> **PROBLEM REQUIREMENTS**:
Give every line of the items below as a numbered list, skipping blank lines and leaving out the pictures.

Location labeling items
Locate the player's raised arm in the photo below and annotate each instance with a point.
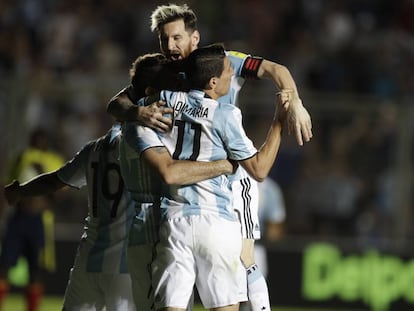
(260, 164)
(298, 118)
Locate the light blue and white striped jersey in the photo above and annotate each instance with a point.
(204, 130)
(238, 61)
(110, 208)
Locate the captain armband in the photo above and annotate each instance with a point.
(251, 67)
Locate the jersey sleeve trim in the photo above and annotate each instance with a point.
(251, 67)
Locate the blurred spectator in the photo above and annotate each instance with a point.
(29, 228)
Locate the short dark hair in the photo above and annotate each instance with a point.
(145, 72)
(203, 64)
(165, 14)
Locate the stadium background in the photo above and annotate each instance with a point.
(348, 193)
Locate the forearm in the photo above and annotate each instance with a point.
(41, 185)
(280, 75)
(259, 166)
(183, 172)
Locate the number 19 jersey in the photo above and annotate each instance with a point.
(110, 208)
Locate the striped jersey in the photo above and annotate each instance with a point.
(110, 209)
(204, 130)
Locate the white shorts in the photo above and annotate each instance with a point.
(246, 204)
(199, 250)
(139, 267)
(87, 291)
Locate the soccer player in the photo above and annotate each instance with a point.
(176, 27)
(99, 277)
(146, 186)
(29, 227)
(200, 234)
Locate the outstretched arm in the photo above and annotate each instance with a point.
(123, 109)
(260, 164)
(182, 172)
(298, 118)
(40, 185)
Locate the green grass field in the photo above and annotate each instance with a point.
(16, 303)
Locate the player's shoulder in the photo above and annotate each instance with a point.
(236, 54)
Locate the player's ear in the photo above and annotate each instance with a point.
(212, 83)
(195, 39)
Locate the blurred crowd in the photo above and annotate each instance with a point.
(61, 61)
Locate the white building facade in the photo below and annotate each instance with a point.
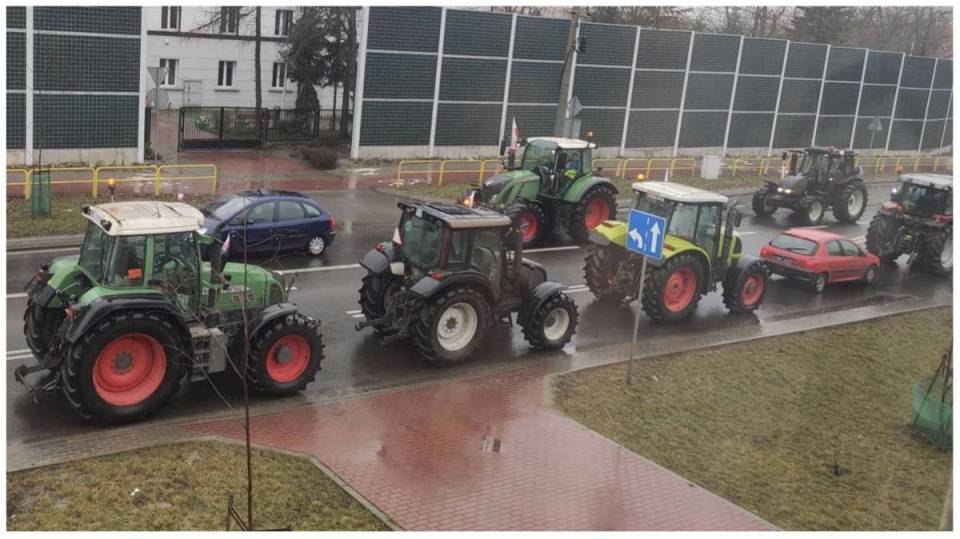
(207, 56)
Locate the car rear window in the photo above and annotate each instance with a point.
(794, 244)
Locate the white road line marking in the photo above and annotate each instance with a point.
(551, 249)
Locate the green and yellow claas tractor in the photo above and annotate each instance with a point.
(118, 328)
(700, 250)
(554, 188)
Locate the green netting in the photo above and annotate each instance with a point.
(933, 411)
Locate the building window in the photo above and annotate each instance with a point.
(170, 17)
(168, 72)
(229, 20)
(279, 74)
(225, 75)
(281, 26)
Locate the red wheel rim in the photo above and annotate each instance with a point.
(288, 358)
(129, 369)
(680, 288)
(752, 290)
(597, 212)
(528, 225)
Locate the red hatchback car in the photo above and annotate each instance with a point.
(819, 257)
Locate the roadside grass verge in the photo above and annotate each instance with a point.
(759, 422)
(65, 217)
(181, 487)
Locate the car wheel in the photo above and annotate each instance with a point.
(316, 246)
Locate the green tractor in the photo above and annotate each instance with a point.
(700, 250)
(449, 275)
(555, 188)
(118, 328)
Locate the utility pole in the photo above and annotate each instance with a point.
(560, 117)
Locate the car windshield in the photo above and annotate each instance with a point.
(421, 240)
(224, 207)
(794, 244)
(537, 153)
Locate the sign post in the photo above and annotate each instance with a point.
(645, 233)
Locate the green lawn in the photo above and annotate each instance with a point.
(181, 487)
(759, 422)
(66, 217)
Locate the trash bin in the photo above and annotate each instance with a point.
(40, 193)
(710, 167)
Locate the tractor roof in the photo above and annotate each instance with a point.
(565, 143)
(144, 217)
(679, 192)
(457, 216)
(937, 181)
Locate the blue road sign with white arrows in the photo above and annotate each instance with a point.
(645, 233)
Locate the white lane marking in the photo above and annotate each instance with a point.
(550, 249)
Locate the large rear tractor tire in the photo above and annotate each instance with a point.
(376, 291)
(554, 323)
(882, 237)
(599, 204)
(744, 290)
(600, 270)
(39, 325)
(936, 252)
(125, 368)
(761, 204)
(851, 202)
(451, 326)
(673, 290)
(285, 355)
(530, 221)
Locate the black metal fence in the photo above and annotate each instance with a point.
(236, 127)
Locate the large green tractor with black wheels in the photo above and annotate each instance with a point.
(825, 178)
(449, 275)
(118, 328)
(554, 189)
(700, 251)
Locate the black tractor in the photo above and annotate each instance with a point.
(824, 178)
(450, 273)
(918, 221)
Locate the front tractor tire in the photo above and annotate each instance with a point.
(673, 290)
(761, 203)
(125, 368)
(597, 206)
(744, 290)
(285, 355)
(882, 238)
(451, 326)
(530, 221)
(851, 202)
(553, 324)
(600, 271)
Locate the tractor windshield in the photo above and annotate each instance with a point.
(538, 153)
(421, 240)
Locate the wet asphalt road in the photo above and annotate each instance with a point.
(326, 288)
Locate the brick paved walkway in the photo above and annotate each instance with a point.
(486, 454)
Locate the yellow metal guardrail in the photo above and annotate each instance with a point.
(95, 176)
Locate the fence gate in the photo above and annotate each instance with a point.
(217, 127)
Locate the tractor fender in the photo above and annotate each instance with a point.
(378, 260)
(535, 299)
(98, 310)
(582, 186)
(427, 287)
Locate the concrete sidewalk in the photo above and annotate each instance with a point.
(487, 454)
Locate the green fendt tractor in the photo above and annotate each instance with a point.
(825, 178)
(452, 272)
(119, 327)
(555, 188)
(700, 250)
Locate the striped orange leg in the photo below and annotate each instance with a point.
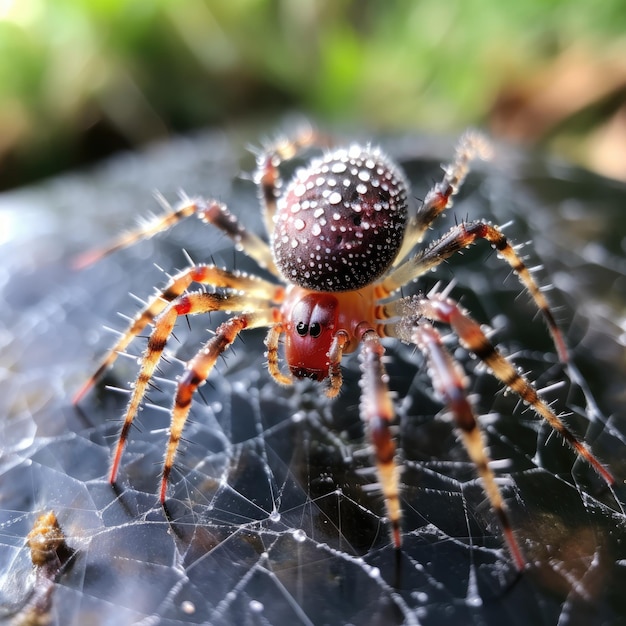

> **WRITTEN SOLUTION**:
1. Locate the player's raised arm in the photo below and annotate each instance with a point.
2. (260, 164)
3. (298, 118)
4. Locate the light blue and white striped jersey in the photo above and annotate each instance with a point.
5. (204, 130)
6. (238, 61)
7. (110, 208)
8. Locate the captain armband in the photo above and annotate each instance with a point.
9. (251, 67)
10. Locate the jersey sleeve trim in the photo above and annotate each instance with a point.
11. (251, 67)
12. Locate the blurred spectator in the photo above and annotate each instance with a point.
13. (29, 228)
14. Locate the short dark hair in the photo above and annotate each instance with a point.
15. (145, 72)
16. (203, 64)
17. (165, 14)
18. Locate the stadium background in the photo above and annotate each instance with a point.
19. (348, 193)
20. Locate the forearm in the photo above and annotate each instance with a point.
21. (41, 185)
22. (280, 75)
23. (259, 166)
24. (183, 172)
25. Locate the number 19 jersey in the photo above and annotate each instance with a point.
26. (110, 208)
27. Locate the striped jersey in the photo above and annotate each instance with a point.
28. (110, 209)
29. (204, 130)
30. Locate the white shorts in the photo above and annotate each instance with a point.
31. (246, 204)
32. (199, 250)
33. (139, 267)
34. (87, 291)
35. Locate the soccer player in the photo above and annotate each instance with a point.
36. (176, 27)
37. (99, 277)
38. (146, 186)
39. (29, 227)
40. (200, 234)
41. Locate the outstretched arm in the photo above and annotate each instance with a point.
42. (123, 109)
43. (260, 164)
44. (182, 172)
45. (298, 118)
46. (40, 185)
47. Locate the green grass field in the photo above and annotate each instance with a point.
48. (16, 303)
49. Locate the player's shoulder in the photo above and annotate each instance with a point.
50. (236, 54)
51. Locate the player's ear in the photo above and annotate each instance with a point.
52. (212, 83)
53. (195, 39)
54. Locate the blurred crowd in the photo above and annotate each instance with a point.
55. (61, 61)
56. Locate the white building facade in the photo below and annotate each instance with a point.
57. (207, 56)
58. Locate the car rear window in the photo above and annotate each instance with a point.
59. (794, 244)
60. Locate the white road line marking in the photo above and annotate each instance with a point.
61. (551, 249)
62. Locate the green and yellow claas tractor in the photo above and annotate each instance with a point.
63. (118, 328)
64. (700, 250)
65. (554, 188)
66. Locate the green netting in the photo above and annotate each instance with a point.
67. (933, 411)
68. Locate the building window in the photo above and annotate each instance with a point.
69. (170, 17)
70. (168, 72)
71. (229, 20)
72. (279, 74)
73. (225, 75)
74. (281, 26)
75. Locate the red wheel rim in the photo above and annotate each instance with a point.
76. (288, 358)
77. (129, 369)
78. (680, 288)
79. (752, 290)
80. (597, 212)
81. (528, 225)
82. Locate the red hatchback car in the photo above and annotate each instance with a point.
83. (819, 257)
84. Locate the roadside grass verge in the photo above and annotate each instance with a point.
85. (759, 422)
86. (65, 217)
87. (181, 487)
88. Locate the car wheel in the photo above and annotate each instance with a point.
89. (316, 246)
90. Locate the green tractor in the photo above and annotate each instance with a point.
91. (700, 250)
92. (449, 275)
93. (555, 188)
94. (118, 328)
95. Locate the utility pole in the photo above and annotate each instance with a point.
96. (560, 117)
97. Locate the car windshield in the photo above and annotate each instance with a point.
98. (421, 240)
99. (224, 207)
100. (794, 244)
101. (537, 153)
102. Locate the sign post in the photo above and annotate each instance with a point.
103. (645, 233)
104. Locate the green lawn in the photo above and annotate each instance with a point.
105. (181, 487)
106. (759, 422)
107. (66, 217)
108. Locate the trash bin in the photo above and annotate each instance with a point.
109. (40, 193)
110. (710, 167)
111. Locate the tractor roof in the photo above and annotate each instance with a point.
112. (565, 143)
113. (144, 217)
114. (679, 192)
115. (457, 216)
116. (937, 181)
117. Locate the blue road sign with white arrows in the photo above and annotate each instance with a point.
118. (645, 233)
119. Locate the white lane marking in the photo above and annotate each instance with a point.
120. (550, 249)
121. Locate the large rear tractor tire in the photo above and annotate each instance with a point.
122. (376, 291)
123. (554, 323)
124. (882, 237)
125. (599, 204)
126. (744, 290)
127. (600, 270)
128. (39, 325)
129. (936, 252)
130. (125, 368)
131. (761, 204)
132. (851, 202)
133. (451, 326)
134. (673, 290)
135. (285, 355)
136. (530, 221)
137. Locate the black metal fence in the photo above and annotate each instance with a point.
138. (236, 127)
139. Locate the large green tractor with black wheels in the photo above and annotate each instance with a point.
140. (825, 178)
141. (449, 275)
142. (118, 328)
143. (554, 189)
144. (700, 251)
145. Locate the black tractor in the photo above and annotate each instance with a point.
146. (824, 178)
147. (450, 273)
148. (918, 221)
149. Locate the front tractor tire in the photo above and annotate each instance with a point.
150. (673, 290)
151. (761, 203)
152. (125, 368)
153. (597, 206)
154. (744, 290)
155. (285, 355)
156. (882, 238)
157. (451, 326)
158. (530, 221)
159. (851, 202)
160. (553, 324)
161. (600, 271)
162. Locate the tractor windshield in the photo above and annotate each instance with a point.
163. (538, 153)
164. (421, 240)
165. Locate the wet asphalt road in the photo above and annotate each instance with a point.
166. (326, 288)
167. Locate the brick paved walkway in the photo above and annotate each instance with a point.
168. (486, 454)
169. Locate the yellow metal guardrail in the photo above and annotate each instance with a point.
170. (95, 176)
171. Locate the fence gate in the photo above and annotate each instance with a point.
172. (217, 127)
173. Locate the tractor fender in the photo above and annotate each instance with a point.
174. (378, 260)
175. (535, 299)
176. (98, 310)
177. (582, 186)
178. (427, 287)
179. Locate the concrete sidewalk in the photo above and annotate each instance with a point.
180. (487, 454)
181. Locate the green fendt tractor in the photo above and annotate each instance with a point.
182. (825, 178)
183. (452, 272)
184. (119, 327)
185. (555, 188)
186. (700, 250)
187. Locate the striped orange leg in the photo below and annotate each instance with a point.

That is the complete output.